##### Text segment #####

Rescuers freed nine miners from a caved-in copper mine in southern Peru Wednesday, ending a seven-day ordeal during which the men had survived deep underground.

The miners emerged from the Cabeza de Negro mine one by one starting at around 7:00 am local time (1200 GMT), wrapped in blankets and wearing dark glasses to protect their eyes against the bright light of day, AFP reporters at the scene said.

One of the miners had difficulty walking, and was wearing an oxygen mask.

"This moment, it's like being reborn," said Edwin Bellido after a tearful reunion with his wife and two young daughters.

"We went through some critical moments in there. We had to sleep on plastic sheets."

Miners raised a red and white Peruvian flag atop a pole to celebrate the rescue and President Ollanta Humala, who arrived Tuesday, joined relatives in welcoming the men back to the surface amid an outpouring of emotion and patriotism.

"The best medicine for these fellow countrymen is to meet with their family. Mission accomplished," said Humala, who spoke briefly with each of the miners.

Trapped since Thursday, the miners, aged 22 to 59 and including a father and son, had escaped injury in the cave-in and were huddled together in the same place.

Rescuers had to proceed cautiously though because of the danger of further cave-ins as they dug through rock and soil to reach the miners trapped in a horizontal gallery 250 meters (800 feet) underground.

Rescuers were able to get close enough to supply them with oxygen, water and soup through a metal tube.

But a cave-in delayed the rescue until Wednesday as miners brought in to help with the rescue shored up tunnel walls with wooden beams.

Bellido recalled the ordeal as both harrowing and uncomfortable.

"We spent some critical moments inside," he said.

"We joked and did physical exercise to pass the time and not get anxious. We used our hardhats to eat the liquid food sent to us through a hose."

But as the ordeal wore on, four of the miners began complaining of stomach problems.

Before exiting the mine, doctor's examined the vital signs of each of the miners. Once outside they were led to a tent for a fuller examination.

Doctors were upbeat about their condition.

"We have given them checkups and bathed them. We are pleased that they did not come in in serious condition which is what we were afraid of," said physician Alberto Ramirez, the local hospital's emergency care chief. The miners also were given blood tests, chest X-rays and screened for Post Traumatic Stress Disorder (PTSD).

Cabeza de Negro is an unlicensed mine that was abandoned more than two decades ago by its owners, but continues to be exploited.

##### Given records #####

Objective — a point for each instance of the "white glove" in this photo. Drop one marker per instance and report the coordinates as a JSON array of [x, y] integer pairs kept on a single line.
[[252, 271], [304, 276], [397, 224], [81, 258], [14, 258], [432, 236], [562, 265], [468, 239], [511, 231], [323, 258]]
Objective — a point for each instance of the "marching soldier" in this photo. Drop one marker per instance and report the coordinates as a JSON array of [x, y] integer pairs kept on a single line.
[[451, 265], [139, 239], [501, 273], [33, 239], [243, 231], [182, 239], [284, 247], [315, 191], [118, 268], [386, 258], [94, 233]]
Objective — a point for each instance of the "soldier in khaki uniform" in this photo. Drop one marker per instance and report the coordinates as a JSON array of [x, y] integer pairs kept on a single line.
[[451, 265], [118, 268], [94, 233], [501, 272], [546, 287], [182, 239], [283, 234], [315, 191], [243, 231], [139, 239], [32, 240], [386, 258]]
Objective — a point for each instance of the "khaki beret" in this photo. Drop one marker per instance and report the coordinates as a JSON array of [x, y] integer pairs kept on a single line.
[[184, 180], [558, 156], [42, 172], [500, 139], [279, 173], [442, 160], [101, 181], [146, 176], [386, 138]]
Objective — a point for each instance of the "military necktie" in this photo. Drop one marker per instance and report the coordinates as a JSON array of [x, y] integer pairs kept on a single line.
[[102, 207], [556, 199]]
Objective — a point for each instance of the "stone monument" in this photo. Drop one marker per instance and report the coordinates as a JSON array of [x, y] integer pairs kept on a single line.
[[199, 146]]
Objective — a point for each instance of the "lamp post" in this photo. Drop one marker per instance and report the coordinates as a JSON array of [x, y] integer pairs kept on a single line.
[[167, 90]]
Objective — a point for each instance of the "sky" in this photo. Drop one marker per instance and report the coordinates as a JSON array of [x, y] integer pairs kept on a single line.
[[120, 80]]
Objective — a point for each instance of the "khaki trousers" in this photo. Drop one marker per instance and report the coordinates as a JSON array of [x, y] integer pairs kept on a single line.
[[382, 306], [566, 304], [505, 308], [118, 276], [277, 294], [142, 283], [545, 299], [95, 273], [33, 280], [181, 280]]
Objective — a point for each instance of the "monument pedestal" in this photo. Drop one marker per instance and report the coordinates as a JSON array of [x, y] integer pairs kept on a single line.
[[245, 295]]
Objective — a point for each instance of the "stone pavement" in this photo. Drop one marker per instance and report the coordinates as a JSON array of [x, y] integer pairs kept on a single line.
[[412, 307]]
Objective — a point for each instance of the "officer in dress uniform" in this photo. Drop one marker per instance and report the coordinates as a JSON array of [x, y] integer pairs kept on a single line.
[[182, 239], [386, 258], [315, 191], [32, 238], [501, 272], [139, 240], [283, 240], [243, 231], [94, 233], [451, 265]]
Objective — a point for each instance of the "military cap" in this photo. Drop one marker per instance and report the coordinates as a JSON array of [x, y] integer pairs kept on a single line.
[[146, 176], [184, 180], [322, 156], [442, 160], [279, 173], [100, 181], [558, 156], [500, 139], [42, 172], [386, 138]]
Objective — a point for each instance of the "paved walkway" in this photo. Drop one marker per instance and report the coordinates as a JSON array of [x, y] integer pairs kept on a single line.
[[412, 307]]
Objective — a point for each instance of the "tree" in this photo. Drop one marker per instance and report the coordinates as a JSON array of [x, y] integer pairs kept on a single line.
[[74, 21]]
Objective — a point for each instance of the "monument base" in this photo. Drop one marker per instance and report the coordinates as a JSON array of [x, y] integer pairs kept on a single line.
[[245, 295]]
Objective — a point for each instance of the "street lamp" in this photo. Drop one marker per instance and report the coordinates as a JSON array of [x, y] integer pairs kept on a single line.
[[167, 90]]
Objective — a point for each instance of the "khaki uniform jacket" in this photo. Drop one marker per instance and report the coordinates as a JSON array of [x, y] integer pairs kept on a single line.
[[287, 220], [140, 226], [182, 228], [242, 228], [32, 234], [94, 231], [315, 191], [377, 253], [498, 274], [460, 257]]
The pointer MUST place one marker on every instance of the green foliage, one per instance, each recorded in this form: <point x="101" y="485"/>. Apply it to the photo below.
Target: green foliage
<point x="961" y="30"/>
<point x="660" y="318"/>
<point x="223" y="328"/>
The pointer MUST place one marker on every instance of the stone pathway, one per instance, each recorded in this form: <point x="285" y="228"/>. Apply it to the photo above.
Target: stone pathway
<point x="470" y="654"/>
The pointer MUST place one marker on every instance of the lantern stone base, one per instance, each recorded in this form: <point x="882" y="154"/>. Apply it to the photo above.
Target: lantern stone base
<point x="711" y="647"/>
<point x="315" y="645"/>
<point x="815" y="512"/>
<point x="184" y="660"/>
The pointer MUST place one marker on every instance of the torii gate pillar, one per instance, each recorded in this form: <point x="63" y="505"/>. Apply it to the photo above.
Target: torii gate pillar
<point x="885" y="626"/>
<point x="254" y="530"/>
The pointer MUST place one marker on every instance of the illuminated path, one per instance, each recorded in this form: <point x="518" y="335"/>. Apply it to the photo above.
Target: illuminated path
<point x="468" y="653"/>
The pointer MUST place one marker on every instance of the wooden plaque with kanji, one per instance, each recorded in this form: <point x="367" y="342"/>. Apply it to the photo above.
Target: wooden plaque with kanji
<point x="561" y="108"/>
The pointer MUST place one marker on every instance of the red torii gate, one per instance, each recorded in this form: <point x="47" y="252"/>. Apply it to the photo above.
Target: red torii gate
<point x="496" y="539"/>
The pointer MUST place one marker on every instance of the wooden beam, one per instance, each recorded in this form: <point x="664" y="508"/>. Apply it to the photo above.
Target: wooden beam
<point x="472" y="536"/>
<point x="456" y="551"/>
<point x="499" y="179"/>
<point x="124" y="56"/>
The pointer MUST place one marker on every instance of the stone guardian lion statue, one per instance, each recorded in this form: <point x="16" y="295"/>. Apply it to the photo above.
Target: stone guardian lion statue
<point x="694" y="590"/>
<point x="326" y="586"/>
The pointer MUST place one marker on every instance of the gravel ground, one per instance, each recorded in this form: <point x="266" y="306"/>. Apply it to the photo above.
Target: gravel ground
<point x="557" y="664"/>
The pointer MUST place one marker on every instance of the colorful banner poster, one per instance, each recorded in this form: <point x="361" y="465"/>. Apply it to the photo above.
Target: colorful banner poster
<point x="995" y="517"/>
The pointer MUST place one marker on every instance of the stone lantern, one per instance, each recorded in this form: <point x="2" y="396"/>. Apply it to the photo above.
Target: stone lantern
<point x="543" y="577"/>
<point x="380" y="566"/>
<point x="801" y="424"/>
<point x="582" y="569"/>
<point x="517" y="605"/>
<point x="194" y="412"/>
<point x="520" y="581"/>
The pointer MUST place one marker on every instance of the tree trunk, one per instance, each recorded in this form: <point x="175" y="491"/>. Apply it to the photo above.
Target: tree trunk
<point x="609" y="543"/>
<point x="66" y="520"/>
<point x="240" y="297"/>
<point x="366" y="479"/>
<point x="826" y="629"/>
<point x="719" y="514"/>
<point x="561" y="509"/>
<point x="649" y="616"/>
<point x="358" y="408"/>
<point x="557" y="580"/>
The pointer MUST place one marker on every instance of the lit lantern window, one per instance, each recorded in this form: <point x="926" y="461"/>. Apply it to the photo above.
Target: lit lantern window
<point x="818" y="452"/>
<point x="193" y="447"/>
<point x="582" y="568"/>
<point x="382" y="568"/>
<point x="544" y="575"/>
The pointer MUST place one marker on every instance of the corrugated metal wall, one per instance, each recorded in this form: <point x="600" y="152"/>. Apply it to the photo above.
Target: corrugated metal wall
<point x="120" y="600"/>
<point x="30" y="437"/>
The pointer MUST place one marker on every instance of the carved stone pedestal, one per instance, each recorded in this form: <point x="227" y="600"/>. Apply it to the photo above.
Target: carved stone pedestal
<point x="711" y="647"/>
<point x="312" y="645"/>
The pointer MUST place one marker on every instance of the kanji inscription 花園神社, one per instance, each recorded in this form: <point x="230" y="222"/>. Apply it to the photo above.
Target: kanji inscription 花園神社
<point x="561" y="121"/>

#####

Required tasks:
1. In the mine rescue article, rewrite the paragraph beginning "Miners raised a red and white Peruvian flag" more briefly, keeping its main facts.
2. According to the mine rescue article, how far underground was the gallery where the miners were trapped?
3. Return the part of the mine rescue article from "Miners raised a" to "the same place.".

Solutions below:
1. To celebrate the rescue, miners raised a red and white Peruvian flag. President Ollanta Humala had arrived Tuesday, and he joined relatives in welcoming the men back to the surface amid strong emotion and patriotism.

2. 250 meters (800 feet).

3.
Miners raised a red and white Peruvian flag atop a pole to celebrate the rescue and President Ollanta Humala, who arrived Tuesday, joined relatives in welcoming the men back to the surface amid an outpouring of emotion and patriotism.

"The best medicine for these fellow countrymen is to meet with their family. Mission accomplished," said Humala, who spoke briefly with each of the miners.

Trapped since Thursday, the miners, aged 22 to 59 and including a father and son, had escaped injury in the cave-in and were huddled together in the same place.